Find the line that contains "For this drill the class indicates the train front"; then retype it and each line after it, exactly, through the final line of the data below.

Saved entries

-.-.-

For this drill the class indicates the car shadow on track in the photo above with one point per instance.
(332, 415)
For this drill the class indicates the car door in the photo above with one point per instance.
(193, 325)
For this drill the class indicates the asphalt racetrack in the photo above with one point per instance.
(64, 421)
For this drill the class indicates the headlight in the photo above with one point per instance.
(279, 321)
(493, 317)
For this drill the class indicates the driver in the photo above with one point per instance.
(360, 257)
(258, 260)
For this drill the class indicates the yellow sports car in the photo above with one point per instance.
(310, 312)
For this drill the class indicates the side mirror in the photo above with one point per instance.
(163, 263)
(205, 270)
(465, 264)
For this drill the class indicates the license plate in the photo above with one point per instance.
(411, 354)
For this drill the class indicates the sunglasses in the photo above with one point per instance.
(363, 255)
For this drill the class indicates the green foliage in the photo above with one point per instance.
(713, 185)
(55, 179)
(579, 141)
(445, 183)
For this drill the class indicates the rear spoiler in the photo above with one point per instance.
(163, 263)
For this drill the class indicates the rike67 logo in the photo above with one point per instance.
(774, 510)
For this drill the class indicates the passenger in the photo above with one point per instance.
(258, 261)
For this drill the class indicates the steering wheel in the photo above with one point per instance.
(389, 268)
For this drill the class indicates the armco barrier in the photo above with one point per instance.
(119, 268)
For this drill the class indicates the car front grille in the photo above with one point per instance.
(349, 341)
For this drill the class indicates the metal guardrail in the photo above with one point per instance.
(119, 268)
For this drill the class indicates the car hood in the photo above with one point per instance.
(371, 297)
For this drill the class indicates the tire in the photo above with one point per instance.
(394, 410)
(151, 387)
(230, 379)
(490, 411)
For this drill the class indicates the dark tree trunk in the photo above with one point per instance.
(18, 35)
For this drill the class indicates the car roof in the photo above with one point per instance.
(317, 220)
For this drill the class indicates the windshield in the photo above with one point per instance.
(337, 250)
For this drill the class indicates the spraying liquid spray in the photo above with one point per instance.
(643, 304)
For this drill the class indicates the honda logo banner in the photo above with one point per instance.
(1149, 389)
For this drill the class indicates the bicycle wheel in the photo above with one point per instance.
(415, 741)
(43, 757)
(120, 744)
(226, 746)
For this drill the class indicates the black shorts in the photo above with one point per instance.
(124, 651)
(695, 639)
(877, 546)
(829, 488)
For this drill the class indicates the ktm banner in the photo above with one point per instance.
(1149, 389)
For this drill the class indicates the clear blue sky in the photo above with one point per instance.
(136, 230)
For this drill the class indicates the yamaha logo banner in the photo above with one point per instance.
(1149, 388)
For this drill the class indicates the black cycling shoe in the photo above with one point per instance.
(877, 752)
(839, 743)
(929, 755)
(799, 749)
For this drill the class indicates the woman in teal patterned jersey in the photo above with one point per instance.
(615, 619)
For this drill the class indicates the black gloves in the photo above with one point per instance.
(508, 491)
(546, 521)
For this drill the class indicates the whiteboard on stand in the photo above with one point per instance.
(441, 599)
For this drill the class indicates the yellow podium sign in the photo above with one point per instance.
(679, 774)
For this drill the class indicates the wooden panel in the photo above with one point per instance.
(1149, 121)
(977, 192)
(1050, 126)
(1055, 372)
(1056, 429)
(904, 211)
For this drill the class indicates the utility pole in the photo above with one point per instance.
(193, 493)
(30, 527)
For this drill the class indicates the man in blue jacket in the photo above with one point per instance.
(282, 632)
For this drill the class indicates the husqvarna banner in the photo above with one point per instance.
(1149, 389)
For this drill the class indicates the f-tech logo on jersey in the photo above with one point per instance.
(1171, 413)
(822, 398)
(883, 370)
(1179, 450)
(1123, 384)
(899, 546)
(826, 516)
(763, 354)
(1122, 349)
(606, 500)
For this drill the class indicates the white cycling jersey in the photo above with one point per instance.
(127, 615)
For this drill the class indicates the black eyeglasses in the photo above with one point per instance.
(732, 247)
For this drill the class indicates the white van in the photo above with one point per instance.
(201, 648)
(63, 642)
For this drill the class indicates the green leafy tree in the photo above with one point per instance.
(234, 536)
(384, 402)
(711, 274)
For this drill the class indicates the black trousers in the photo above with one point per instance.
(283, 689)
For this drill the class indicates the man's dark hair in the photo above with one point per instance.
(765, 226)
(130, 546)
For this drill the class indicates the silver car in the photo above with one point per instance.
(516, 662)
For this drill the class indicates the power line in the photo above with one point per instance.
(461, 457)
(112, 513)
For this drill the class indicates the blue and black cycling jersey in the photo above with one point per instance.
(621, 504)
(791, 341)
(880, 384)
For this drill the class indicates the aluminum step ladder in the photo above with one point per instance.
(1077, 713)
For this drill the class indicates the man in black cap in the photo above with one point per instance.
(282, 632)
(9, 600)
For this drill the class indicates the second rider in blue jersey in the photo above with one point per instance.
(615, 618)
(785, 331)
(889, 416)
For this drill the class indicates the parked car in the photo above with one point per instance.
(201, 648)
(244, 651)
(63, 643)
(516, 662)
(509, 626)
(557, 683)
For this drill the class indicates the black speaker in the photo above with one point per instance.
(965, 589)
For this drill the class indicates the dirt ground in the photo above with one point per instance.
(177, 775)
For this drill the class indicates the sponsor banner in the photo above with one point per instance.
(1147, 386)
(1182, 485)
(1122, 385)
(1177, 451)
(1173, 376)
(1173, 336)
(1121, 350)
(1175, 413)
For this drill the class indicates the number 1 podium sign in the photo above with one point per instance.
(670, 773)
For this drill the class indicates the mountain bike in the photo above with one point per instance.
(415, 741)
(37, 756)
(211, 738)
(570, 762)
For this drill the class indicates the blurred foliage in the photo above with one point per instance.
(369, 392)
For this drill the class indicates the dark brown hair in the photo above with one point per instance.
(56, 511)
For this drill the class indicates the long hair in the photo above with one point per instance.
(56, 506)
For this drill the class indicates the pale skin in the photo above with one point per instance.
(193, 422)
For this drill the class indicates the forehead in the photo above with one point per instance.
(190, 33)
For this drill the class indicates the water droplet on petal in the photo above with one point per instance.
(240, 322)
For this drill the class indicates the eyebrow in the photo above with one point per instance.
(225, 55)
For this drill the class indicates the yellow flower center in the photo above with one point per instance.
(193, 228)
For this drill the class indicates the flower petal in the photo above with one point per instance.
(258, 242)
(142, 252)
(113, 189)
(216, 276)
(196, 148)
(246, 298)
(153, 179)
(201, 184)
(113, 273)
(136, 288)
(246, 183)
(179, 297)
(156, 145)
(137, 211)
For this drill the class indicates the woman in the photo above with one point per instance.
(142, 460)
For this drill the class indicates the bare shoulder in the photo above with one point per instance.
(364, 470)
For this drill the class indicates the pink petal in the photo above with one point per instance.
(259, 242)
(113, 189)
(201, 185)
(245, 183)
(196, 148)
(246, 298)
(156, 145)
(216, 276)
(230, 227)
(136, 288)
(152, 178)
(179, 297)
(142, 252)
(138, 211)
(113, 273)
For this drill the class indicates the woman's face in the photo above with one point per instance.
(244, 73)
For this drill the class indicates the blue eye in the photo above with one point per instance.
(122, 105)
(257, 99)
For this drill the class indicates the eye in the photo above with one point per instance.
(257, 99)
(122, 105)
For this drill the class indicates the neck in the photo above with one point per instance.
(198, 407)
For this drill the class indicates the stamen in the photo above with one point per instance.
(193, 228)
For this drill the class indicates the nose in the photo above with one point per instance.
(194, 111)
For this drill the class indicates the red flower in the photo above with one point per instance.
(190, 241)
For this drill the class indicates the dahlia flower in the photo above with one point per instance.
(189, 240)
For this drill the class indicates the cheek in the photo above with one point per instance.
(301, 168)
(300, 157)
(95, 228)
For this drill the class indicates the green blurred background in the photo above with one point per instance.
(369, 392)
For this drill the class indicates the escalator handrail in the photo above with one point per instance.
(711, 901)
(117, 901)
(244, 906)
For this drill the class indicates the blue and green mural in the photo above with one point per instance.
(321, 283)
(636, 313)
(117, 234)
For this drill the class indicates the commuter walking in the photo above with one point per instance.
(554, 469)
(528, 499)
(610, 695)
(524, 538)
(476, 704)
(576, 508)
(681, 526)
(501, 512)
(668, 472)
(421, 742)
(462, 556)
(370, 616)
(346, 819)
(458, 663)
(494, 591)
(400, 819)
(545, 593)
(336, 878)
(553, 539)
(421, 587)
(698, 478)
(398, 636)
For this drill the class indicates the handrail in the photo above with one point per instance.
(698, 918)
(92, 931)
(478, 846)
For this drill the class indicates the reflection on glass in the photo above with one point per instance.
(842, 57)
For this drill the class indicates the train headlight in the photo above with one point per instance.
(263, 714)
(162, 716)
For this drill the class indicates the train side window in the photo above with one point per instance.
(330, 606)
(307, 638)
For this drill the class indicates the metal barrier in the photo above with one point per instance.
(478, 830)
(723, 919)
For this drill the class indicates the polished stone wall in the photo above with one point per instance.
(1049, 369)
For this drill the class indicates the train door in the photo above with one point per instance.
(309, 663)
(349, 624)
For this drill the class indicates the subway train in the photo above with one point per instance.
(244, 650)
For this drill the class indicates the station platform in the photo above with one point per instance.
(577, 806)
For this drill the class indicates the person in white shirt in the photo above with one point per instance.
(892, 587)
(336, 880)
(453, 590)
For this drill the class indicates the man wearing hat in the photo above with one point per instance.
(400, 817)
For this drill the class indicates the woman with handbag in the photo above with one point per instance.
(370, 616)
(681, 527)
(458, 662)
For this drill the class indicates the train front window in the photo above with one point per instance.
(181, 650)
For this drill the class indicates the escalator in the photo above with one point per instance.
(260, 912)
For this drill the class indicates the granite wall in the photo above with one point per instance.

-.-.-

Task result:
For this drill the class indicates the train front window in the photo above with one point per instance.
(181, 650)
For this drill the class indicates the escalator in the photo above with one point per instance.
(260, 912)
For this drill the class indicates the granite wall in the photo above with one point per instance.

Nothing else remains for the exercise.